## Passage provided:
=======
"Great are your privileges. For you is collected in the public palaces of London all that human genius has ever achieved, all that power and wealth can procure. For you has been dug from the earth all that remains of mighty empires and long-vanished civilisations. The arts of Greece and Rome, and Egypt and Assyria, and the not less wonderful arts of India, are all contributory to your pleasures. The whole art and mystery of painting is unfolded for you on the walls of our National Gallery.... You are rich indeed, for you are the heirs of all the Ages."
Are picture-galleries, museums, and such-like treasures of the metropolis, to be described as London's Highways, or as its Byways? That they ought to be the former, is certain; as certain as that they are but too often used as the latter, or are, at any rate, regarded as refuges and shelters from the inclemency of the outer air. For Art, like Religion, has a tendency in this respect, to serve not so much as a cloak, as in the capacity of an umbrella. And it is sometimes conveniently adapted to yet other profane uses: "This 'ere ain't a gymnasium, nor yet a refreshment room," I have heard a much-enduring officer of the law remark, more in sorrow than in anger, to a too-presuming visitor, who, seated opposite the Ansidei Madonna, was placidly feeding such of her offspring as were not engaged in playing leap-frog over the chairs, with crumbly bath-buns.
A Sketch in Trafalgar Square.
These, however, are varieties in the human species that are ever with us. "Fear not to Sow because of the Birds," says the Koran; and the widespread sowing of culture has so far shown results, that every year the British Museum, the National Gallery, and other kindred institutions, are growing more popular and more frequented. In Art and Knowledge, as in other directions, it takes time for "the People" to appreciate fully their oldest, much less their newest, heritage. Such treasures in our vast metropolis are still too much hidden, still undiscovered by the majority. Even the educated visitor fresh from the country does not immediately realise the fact that he is free at any time to walk the marble halls of the National Gallery, to hear the fountain plashing in the Pompeian hall of the riverside palace raised by Sir Henry Tate to modern British Art, or to follow the strange instincts and laws of Nature in the beautifully arranged Natural History Museum of Kensington. The recent movement for "Sunday opening," now more or less widespread, has tended greatly to the popularisation of the national collections, and does a good deal, also, to the mitigation of the too utter gloom of the stranger's "Sunday in London." Even M. Taine, who in the "sixties" compared the metropolis of his day to "a well-ordered cemetery," or "a large manufactory of bone-black closed on account of a death," would surely have been less severely splenetic had but a museum or two been open to beguile his tedium. In our present year of grace, the British Museum, from two till four, is thronged by the lower middle-class, who, if their affection for mummies is a trifle out of proportion to the interest they take in the Elgin Marbles, and their love of historic missals is sometimes too subordinate to the intricacies of the neighbouring World's Unique Stamp-Collection, yet show in their way an intelligent and praiseworthy desire for knowledge.
=======
## Dataset extract:
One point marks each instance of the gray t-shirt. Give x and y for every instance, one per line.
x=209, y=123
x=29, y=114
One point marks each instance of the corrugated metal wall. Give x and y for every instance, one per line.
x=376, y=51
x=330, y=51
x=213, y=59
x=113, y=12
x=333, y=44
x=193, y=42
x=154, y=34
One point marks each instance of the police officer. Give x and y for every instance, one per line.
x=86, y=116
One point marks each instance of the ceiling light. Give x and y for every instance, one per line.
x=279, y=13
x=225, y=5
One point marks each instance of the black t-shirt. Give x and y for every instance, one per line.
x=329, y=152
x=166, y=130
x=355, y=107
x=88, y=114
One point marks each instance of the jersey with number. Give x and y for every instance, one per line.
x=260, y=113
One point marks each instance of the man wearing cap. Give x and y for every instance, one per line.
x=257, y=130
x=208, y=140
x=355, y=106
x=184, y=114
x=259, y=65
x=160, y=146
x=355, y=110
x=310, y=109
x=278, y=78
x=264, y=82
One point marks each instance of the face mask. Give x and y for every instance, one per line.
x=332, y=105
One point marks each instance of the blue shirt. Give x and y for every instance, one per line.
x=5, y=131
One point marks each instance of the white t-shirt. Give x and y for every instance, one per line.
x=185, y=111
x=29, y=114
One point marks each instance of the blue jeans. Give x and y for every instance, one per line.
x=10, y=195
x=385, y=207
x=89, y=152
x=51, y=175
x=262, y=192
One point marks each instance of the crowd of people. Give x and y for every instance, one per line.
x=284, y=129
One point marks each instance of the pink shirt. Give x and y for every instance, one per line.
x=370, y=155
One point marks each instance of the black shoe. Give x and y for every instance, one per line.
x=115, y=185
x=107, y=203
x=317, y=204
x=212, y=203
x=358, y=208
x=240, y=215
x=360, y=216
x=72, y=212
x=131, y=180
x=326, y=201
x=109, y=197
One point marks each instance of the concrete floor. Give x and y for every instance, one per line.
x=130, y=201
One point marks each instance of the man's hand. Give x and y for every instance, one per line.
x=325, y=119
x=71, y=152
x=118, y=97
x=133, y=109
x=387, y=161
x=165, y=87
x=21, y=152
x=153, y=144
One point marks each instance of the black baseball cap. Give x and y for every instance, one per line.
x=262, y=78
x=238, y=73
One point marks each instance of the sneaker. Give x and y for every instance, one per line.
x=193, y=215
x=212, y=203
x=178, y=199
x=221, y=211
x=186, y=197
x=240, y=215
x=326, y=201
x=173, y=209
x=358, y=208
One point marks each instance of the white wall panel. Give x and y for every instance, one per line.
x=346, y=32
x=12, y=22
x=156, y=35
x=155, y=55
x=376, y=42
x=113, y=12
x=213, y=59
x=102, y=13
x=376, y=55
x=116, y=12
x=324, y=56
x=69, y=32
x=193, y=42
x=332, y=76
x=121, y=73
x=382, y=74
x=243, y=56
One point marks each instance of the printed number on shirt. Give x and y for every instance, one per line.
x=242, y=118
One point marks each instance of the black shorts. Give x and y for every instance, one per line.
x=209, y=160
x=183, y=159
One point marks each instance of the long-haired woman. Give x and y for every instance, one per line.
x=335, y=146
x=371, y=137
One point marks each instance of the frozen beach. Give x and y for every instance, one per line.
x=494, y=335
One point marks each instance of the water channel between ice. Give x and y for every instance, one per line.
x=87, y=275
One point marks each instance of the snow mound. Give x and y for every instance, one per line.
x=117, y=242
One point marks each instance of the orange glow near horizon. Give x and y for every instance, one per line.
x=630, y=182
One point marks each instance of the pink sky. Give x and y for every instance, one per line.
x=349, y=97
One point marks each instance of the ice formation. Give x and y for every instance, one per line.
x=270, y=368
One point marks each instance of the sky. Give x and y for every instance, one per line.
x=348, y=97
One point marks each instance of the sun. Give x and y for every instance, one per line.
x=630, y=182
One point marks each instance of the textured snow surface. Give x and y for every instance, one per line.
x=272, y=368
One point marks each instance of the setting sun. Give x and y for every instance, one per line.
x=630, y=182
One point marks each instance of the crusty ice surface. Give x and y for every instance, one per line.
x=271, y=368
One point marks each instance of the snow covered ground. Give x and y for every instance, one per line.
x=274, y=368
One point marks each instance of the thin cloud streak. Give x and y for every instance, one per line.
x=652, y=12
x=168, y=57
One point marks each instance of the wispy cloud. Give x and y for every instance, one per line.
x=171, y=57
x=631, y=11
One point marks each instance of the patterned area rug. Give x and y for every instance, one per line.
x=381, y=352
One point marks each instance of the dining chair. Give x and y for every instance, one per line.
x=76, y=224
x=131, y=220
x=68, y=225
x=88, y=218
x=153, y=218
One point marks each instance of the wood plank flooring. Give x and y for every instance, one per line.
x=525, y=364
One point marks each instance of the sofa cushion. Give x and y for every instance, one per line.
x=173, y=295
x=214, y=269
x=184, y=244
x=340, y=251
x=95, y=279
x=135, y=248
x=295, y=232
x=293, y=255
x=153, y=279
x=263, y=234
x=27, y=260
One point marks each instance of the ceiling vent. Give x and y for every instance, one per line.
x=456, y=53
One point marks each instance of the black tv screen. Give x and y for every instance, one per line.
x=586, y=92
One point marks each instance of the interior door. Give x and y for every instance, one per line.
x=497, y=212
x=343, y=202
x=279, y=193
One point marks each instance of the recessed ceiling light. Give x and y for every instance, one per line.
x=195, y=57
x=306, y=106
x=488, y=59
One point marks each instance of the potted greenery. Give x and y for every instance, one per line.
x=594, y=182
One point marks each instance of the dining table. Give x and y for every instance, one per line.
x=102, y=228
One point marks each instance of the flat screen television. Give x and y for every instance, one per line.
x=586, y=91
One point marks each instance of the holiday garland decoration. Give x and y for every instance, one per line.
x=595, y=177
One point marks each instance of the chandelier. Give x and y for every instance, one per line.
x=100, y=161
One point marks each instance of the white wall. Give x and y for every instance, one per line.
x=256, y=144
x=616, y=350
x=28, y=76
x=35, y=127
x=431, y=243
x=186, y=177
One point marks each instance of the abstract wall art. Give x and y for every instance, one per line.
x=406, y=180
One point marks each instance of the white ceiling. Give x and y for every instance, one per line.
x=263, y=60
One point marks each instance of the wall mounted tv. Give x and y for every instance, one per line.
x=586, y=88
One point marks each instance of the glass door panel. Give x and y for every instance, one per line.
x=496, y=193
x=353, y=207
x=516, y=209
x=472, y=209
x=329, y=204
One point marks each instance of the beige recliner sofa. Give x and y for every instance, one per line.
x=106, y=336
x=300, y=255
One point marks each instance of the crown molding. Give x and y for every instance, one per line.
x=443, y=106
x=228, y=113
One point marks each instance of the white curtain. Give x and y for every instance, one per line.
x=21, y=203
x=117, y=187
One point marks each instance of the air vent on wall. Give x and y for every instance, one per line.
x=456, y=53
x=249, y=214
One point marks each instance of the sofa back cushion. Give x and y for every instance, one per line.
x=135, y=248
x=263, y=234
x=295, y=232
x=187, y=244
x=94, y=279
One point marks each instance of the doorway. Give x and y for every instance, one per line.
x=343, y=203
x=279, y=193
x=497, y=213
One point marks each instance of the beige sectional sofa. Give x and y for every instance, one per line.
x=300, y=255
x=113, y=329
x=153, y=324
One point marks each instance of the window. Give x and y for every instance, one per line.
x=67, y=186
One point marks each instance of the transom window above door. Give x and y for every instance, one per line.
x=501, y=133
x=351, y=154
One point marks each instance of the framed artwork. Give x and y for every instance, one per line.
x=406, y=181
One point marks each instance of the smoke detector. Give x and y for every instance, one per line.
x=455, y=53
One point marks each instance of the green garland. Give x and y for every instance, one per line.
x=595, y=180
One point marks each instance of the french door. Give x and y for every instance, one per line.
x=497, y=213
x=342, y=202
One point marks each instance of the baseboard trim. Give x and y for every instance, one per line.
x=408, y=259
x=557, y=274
=======
## Exercise:
Rewrite the passage on London's galleries and museums from "Are picture-galleries, museums, and" to "in Trafalgar Square.", substituting "parasol" for "umbrella".

## Response below:
Are picture-galleries, museums, and such-like treasures of the metropolis, to be described as London's Highways, or as its Byways? That they ought to be the former, is certain; as certain as that they are but too often used as the latter, or are, at any rate, regarded as refuges and shelters from the inclemency of the outer air. For Art, like Religion, has a tendency in this respect, to serve not so much as a cloak, as in the capacity of an parasol. And it is sometimes conveniently adapted to yet other profane uses: "This 'ere ain't a gymnasium, nor yet a refreshment room," I have heard a much-enduring officer of the law remark, more in sorrow than in anger, to a too-presuming visitor, who, seated opposite the Ansidei Madonna, was placidly feeding such of her offspring as were not engaged in playing leap-frog over the chairs, with crumbly bath-buns.
A Sketch in Trafalgar Square.